Job: Reproduce the material exactly, omitting nothing.

***** Materials provided *****

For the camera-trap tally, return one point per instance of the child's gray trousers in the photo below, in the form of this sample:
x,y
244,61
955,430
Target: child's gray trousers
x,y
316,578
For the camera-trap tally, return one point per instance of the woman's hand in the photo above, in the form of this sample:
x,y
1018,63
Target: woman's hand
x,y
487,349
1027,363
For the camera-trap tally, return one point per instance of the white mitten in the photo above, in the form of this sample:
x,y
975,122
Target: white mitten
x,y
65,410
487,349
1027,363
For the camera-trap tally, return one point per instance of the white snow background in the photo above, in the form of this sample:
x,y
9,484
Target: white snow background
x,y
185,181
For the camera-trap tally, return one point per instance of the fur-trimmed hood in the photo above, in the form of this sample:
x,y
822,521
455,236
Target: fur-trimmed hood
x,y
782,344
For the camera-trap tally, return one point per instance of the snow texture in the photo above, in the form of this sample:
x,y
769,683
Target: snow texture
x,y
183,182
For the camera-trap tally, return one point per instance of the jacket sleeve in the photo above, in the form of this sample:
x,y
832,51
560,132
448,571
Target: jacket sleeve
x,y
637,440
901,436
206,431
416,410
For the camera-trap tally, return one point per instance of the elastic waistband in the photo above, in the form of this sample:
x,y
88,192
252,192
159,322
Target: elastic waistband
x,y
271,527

*****

Exercise response:
For the camera-trap tally, return one point per instance of the child's gray trousers in the photo below, in the form of this sample:
x,y
244,61
955,430
Target: child's gray trousers
x,y
316,578
For the camera-trap tally, return one point per instance of the woman's hand in the photo above, in the form of this sample:
x,y
1018,63
Target: woman's hand
x,y
487,349
1027,363
For the camera-trap tally, return one point per instance of the white mitten in the photo above, in the form of this sample:
x,y
975,122
Target: white mitten
x,y
65,410
487,349
1027,363
For the camera-trap tally, return one point per instance of the white snow background in the photo above, in the form of this sample:
x,y
9,484
Target: white snow background
x,y
185,181
For the camera-trap tally, return one point per instance of the fur-trimmed hood in the photo above, in the form of this sample:
x,y
822,521
455,236
Target: fur-trimmed hood
x,y
782,344
For the camera-trap tally, return one point per instance of the snow texture in the photo above, in the form of this sample:
x,y
769,683
Target: snow texture
x,y
183,182
For the camera-trap tally, return one point per instance of the jacket sleeve in the photo above, in the form of this sample:
x,y
832,51
560,132
448,571
Target: jacket sleeve
x,y
637,440
901,436
206,431
416,410
For the camera-trap tally, return one point per instance of the elastic waistband in the photo above, in the form of this sample:
x,y
88,192
252,192
159,322
Target: elastic waistband
x,y
271,527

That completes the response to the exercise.